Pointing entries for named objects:
——

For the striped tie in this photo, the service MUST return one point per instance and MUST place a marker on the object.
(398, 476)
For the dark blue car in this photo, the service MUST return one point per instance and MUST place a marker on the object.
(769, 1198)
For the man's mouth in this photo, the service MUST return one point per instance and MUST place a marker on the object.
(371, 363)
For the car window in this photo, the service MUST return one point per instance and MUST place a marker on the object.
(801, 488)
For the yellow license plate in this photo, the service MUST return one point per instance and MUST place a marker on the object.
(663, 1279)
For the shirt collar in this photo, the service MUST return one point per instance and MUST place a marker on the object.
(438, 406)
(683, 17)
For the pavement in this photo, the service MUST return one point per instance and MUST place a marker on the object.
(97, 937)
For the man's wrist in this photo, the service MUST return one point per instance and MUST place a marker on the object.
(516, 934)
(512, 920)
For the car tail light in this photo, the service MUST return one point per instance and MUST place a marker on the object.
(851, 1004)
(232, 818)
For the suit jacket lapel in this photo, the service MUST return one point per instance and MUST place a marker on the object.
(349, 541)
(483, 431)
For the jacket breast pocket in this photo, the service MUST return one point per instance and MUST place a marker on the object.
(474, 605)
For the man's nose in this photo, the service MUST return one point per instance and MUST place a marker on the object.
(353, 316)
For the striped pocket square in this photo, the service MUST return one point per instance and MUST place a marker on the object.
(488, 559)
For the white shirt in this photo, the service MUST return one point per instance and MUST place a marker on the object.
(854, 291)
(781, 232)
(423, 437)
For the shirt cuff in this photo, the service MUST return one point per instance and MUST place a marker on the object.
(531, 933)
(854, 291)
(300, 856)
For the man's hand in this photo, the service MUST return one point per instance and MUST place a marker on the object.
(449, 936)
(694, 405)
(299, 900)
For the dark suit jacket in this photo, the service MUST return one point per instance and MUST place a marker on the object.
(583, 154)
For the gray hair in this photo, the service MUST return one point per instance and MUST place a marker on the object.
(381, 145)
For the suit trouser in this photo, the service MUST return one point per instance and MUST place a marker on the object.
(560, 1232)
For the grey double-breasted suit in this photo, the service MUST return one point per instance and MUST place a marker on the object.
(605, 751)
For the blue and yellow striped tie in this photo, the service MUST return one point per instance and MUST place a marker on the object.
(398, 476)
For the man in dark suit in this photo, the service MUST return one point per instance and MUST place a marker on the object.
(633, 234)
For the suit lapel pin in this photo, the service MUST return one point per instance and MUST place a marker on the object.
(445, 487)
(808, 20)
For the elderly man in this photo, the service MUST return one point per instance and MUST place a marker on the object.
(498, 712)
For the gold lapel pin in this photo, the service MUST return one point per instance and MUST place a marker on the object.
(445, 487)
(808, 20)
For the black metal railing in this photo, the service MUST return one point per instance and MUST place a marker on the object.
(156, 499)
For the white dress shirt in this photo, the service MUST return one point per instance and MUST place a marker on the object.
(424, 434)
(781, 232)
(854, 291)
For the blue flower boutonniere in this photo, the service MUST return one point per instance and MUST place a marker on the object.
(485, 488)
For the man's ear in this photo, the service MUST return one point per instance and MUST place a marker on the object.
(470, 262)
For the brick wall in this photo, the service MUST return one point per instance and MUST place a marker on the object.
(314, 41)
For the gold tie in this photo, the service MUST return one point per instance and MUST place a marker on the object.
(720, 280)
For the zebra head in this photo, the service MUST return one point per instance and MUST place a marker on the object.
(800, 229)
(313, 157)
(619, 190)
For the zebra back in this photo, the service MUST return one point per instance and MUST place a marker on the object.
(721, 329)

——

- _WRITTEN PROBLEM_:
Repeat the items from the line with "For the gray" up to and including the line with "(560, 1232)", swapping "suit trouser" for "trouser leg" and keeping everything else the same.

- _RESULT FOR THIS TASK_:
For the gray hair in this photo, the service MUST return one point per instance and MUST place a marker on the object.
(381, 145)
For the trouser leg in this photo, the service MUST return one point per instance and MUST place a marker on the object.
(560, 1232)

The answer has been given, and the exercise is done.